Raad van State
Uitspraak
Zaaknummer: 200704256/2
Publicatie datum: maandag 23 juli 2007
Tegen: het college van burgemeester en wethouders van Dronten
Proceduresoort: Voorlopige voorziening
Rechtsgebied: Kamer 3 - Hoger Beroep - Bouwzaken
---
200704256/2.
Datum uitspraak: 23 juli 2007
AFDELING
BESTUURSRECHTSPRAAK
Uitspraak van de Voorzitter van de Afdeling bestuursrechtspraak van de
Raad van State op een verzoek om het treffen van een voorlopige
voorziening (artikel 8:81 van de Algemene wet bestuursrecht) hangende
het hoger beroep van:
de besloten vennootschap met beperkte aansprakelijkheid "Windpark
Kubbeweg B.V.", gevestigd te Biddinghuizen, gemeente Dronten,
verzoekster,
tegen de uitspraak in zaak nos. AWB 06/2712 en 07/760 van de
voorzieningenrechter van de rechtbank Zwolle-Lelystad van 15 juni 2007
in het geding tussen:
verzoekster
en
het college van burgemeester en wethouders van Dronten.

## AANGELEVERDE GEGEVENS:
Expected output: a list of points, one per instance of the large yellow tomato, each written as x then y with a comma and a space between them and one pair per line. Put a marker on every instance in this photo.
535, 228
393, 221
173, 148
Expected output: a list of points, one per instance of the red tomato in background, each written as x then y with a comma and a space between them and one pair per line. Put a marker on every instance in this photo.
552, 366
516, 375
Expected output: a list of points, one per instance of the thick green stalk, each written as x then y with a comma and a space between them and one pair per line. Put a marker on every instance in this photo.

## SCHRIFTELIJKE OPDRACHT 1:
Beantwoord op basis van de aangeleverde tekst:
(a) Op welke datum is de uitspraak gedaan?
(b) Waar is verzoekster gevestigd?
(c) Van welke rechtbank komt de uitspraak waartegen hoger beroep is ingesteld?
## SCHRIFTELIJKE OPDRACHT 2:
Noem alle zaaknummers die in de aangeleverde tekst staan.

## JUIST ANTWOORD 1:
(a) Op 23 juli 2007.
(b) Te Biddinghuizen, gemeente Dronten.
(c) Van de rechtbank Zwolle-Lelystad (de voorzieningenrechter).

## JUIST ANTWOORD 2:
200704256/2
AWB 06/2712
07/760